===== Extracted entries
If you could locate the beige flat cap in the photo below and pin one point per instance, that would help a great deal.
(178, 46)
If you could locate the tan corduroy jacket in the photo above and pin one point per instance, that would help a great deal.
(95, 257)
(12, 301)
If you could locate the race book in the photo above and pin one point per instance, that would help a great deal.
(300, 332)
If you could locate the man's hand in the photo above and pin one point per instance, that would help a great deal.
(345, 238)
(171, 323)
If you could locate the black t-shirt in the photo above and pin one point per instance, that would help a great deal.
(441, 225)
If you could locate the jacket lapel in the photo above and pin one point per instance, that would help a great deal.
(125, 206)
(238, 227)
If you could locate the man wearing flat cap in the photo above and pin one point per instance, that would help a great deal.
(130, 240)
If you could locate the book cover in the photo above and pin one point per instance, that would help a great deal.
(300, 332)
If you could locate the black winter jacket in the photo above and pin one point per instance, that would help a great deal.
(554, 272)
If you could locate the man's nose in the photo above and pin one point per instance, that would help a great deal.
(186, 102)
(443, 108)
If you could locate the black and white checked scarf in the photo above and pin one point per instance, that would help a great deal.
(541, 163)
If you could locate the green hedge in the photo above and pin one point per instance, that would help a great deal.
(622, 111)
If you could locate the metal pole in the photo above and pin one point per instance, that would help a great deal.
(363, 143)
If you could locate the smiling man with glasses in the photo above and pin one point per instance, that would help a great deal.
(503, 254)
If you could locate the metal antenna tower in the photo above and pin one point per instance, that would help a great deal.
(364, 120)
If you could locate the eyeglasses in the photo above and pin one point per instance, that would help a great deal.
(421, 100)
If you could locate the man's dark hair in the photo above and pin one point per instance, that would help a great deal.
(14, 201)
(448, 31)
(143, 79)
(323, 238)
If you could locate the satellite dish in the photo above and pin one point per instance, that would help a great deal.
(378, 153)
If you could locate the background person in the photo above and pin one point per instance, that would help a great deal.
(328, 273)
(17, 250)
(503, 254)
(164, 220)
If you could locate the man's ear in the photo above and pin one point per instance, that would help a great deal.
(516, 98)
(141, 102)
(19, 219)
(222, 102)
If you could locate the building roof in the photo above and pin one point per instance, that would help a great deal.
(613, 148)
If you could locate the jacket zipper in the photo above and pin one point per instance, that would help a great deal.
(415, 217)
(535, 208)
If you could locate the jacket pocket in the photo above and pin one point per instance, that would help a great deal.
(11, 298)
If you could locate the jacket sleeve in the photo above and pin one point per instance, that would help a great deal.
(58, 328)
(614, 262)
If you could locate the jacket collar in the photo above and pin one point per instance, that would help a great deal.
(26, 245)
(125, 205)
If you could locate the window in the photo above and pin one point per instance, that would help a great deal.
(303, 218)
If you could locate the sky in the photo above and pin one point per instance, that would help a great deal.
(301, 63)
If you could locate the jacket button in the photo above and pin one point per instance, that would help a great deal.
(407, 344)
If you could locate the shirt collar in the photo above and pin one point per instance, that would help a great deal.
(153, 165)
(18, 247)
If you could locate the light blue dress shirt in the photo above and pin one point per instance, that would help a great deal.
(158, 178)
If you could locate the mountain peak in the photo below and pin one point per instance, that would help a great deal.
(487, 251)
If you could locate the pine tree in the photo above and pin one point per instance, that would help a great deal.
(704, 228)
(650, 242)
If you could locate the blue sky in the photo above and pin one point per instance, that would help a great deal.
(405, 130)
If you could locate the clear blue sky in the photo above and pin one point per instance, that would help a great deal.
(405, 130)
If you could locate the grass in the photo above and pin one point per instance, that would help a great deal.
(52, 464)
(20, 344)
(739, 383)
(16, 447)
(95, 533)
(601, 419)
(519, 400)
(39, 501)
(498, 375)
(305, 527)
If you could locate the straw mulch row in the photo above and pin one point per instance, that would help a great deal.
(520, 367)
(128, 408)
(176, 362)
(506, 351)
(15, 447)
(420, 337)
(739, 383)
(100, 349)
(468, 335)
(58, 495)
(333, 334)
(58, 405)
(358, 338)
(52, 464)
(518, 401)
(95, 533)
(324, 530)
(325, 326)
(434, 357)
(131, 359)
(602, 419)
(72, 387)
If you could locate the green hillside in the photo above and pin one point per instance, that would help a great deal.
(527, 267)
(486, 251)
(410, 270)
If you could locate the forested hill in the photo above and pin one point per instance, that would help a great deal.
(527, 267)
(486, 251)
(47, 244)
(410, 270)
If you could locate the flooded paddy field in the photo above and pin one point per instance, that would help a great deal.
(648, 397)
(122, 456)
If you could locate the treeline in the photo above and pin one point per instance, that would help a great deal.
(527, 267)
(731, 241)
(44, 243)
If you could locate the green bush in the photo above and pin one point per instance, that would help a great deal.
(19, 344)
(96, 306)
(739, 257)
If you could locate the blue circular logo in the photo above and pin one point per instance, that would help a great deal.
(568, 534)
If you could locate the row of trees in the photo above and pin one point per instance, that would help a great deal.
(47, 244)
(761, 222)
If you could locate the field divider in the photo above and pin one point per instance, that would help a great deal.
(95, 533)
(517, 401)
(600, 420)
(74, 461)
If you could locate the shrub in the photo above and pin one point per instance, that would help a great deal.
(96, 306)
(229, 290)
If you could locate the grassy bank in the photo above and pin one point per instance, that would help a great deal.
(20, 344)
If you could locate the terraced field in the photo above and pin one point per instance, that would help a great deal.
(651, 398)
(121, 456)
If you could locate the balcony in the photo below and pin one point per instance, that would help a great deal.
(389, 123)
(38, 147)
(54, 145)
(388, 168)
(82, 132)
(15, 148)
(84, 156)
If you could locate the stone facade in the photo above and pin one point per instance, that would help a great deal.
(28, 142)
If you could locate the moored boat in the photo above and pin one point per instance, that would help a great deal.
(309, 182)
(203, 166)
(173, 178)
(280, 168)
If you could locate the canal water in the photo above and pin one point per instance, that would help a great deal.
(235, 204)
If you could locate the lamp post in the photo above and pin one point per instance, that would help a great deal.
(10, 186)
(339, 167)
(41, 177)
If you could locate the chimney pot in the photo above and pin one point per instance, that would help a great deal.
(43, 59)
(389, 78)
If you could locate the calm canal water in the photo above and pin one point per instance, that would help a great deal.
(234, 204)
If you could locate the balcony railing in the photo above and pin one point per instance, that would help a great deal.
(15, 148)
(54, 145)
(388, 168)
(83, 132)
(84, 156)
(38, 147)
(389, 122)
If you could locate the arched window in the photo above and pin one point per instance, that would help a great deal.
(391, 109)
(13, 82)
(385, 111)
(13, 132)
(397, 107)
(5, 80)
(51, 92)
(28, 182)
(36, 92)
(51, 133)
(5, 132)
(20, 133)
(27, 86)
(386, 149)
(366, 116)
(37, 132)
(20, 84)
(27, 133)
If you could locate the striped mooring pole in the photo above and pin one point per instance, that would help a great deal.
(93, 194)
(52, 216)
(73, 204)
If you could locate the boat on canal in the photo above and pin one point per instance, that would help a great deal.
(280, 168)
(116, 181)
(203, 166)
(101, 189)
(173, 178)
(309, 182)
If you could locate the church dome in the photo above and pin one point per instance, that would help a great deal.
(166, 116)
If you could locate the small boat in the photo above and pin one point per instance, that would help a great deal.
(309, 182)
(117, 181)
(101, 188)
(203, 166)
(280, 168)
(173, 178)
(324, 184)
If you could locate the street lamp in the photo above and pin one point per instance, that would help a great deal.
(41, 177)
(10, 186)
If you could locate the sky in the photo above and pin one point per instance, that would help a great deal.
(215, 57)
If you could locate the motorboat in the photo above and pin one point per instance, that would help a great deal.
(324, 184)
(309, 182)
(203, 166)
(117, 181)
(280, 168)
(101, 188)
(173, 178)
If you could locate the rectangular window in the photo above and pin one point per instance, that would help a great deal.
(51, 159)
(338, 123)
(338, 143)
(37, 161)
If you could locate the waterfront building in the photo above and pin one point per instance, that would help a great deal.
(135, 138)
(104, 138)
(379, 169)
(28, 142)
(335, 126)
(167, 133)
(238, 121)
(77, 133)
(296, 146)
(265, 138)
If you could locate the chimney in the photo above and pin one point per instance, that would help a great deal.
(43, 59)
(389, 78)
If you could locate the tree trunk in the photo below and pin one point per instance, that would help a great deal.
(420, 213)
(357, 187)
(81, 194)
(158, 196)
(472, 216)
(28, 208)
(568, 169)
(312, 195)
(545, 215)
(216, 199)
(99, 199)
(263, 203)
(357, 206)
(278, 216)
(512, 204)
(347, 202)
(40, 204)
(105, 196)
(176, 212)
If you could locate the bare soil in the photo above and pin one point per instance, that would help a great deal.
==========
◆ Task description
Format the part of the material that opens with the line containing "If you could locate the rectangular" and closes with the last line of the material, both ends included, as a Markdown table with a Row column for the row number and a Line column for the line itself. Leave out any blank lines.

◆ Solution to the exercise
| Row | Line |
|---|---|
| 1 | If you could locate the rectangular window in the photo above and pin one point per instance, that would help a great deal. |
| 2 | (51, 159) |
| 3 | (338, 123) |
| 4 | (338, 143) |
| 5 | (37, 161) |
| 6 | If you could locate the waterfront building in the photo above and pin one point per instance, that would help a great deal. |
| 7 | (135, 138) |
| 8 | (104, 138) |
| 9 | (379, 169) |
| 10 | (28, 142) |
| 11 | (335, 126) |
| 12 | (167, 133) |
| 13 | (238, 121) |
| 14 | (77, 133) |
| 15 | (296, 146) |
| 16 | (265, 138) |
| 17 | If you could locate the chimney in the photo above and pin one point per instance, that would help a great deal. |
| 18 | (43, 59) |
| 19 | (389, 78) |
| 20 | If you could locate the tree trunk in the photo below and pin one point per instance, that would help a great deal. |
| 21 | (420, 213) |
| 22 | (357, 187) |
| 23 | (81, 194) |
| 24 | (158, 196) |
| 25 | (472, 216) |
| 26 | (28, 208) |
| 27 | (568, 169) |
| 28 | (312, 195) |
| 29 | (545, 215) |
| 30 | (216, 199) |
| 31 | (99, 199) |
| 32 | (263, 203) |
| 33 | (357, 206) |
| 34 | (278, 216) |
| 35 | (512, 204) |
| 36 | (347, 202) |
| 37 | (40, 204) |
| 38 | (105, 196) |
| 39 | (176, 212) |
| 40 | If you could locate the bare soil in the photo above and pin one point per instance, that would help a great deal. |